AP: I have always been very interested in the question of the human being. In the context of technologization, this question now becomes particularly relevant. Numerous anthropological and ethical questions arise. What it means to be human is negotiated in distinction to the machine. How do humans and machines differ in terms of intelligence, emotions and autonomy? The understanding of the human being and the body are being changed in the process of technologization.

For theology it is important to deal with the anthropology of technology and with the changes in the understanding of the body and the human being.

In my research, I am particularly interested in the relationship of humans to non-human entities such as animals and robots. How do they differ from us and what is our relationship with them?

DB: Our editorial focus in April is how AI is interacting with human physical and mental health. Your doctoral research focused on the anthropology of transhumanism, and more recently you have written on the foundational distinctions between transhumanism and “body optimization. How do you distinguish those two, and what is important to you about that distinction?

AP: I have investigated how the understanding of the human being and the body is changed by technology and which understandings of the human being are transported in technologies.

# PROVIDED INFORMATION

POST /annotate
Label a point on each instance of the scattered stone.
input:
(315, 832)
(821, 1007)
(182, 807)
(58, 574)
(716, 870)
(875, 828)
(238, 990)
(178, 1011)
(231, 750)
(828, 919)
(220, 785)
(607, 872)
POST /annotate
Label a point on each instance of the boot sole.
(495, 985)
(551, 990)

# WHAT THIS EXERCISE ASKS
1. In the interview excerpt, rewrite the passage that begins at the words "In my research, I" and stops after "about that distinction?", replacing "robots" with "androids".
2. In the interview excerpt, list the respects in which it asks how humans and machines differ.
3. Write what comes next in the interview on humans and technology, picking up after its last sentence.

# TASK-BY-TASK OUTPUTS
1.
In my research, I am particularly interested in the relationship of humans to non-human entities such as animals and androids. How do they differ from us and what is our relationship with them?

DB: Our editorial focus in April is how AI is interacting with human physical and mental health. Your doctoral research focused on the anthropology of transhumanism, and more recently you have written on the foundational distinctions between transhumanism and “body optimization. How do you distinguish those two, and what is important to you about that distinction?

2. intelligence, emotions, autonomy

3.
To do this, I first examined transhumanism. Transhumanism is a philosophical-technological movement in the English-speaking world with its own organization and institutions that aims to radically change human beings through new technologies. Transhumanism strives, for example, for life extension of several hundred years, immortality, mind uploading (a speculative vision: the uploading of mind onto a hard disk/computer), brain modifications, new sensory abilities and worlds of experience, cognitive and physical enhancement.

The argumentation and anthropology of transhumanism have turned out to be problematic. Nevertheless, I consider further anthropological discussion of body enhancement to be important. Therefore, in the last part of the book, I examined body optimization in contemporary society, which differs from that of transhumanism. For a long time, humans have been changing their bodies through various means. Today, wearables such as smartwatches, fitness apps and body hacking are used to optimize the body.

DB: In your writing, you note some serious concerns with the underlying assumptions of “mainstream transhumanism” (if you will) for our understanding of ourselves as integrated beings, living in social relationships and with various frailties and disabilities. Could you summarize those concerns and indicate if you believe it is nevertheless worthwhile to continue to study current transhumanist concepts?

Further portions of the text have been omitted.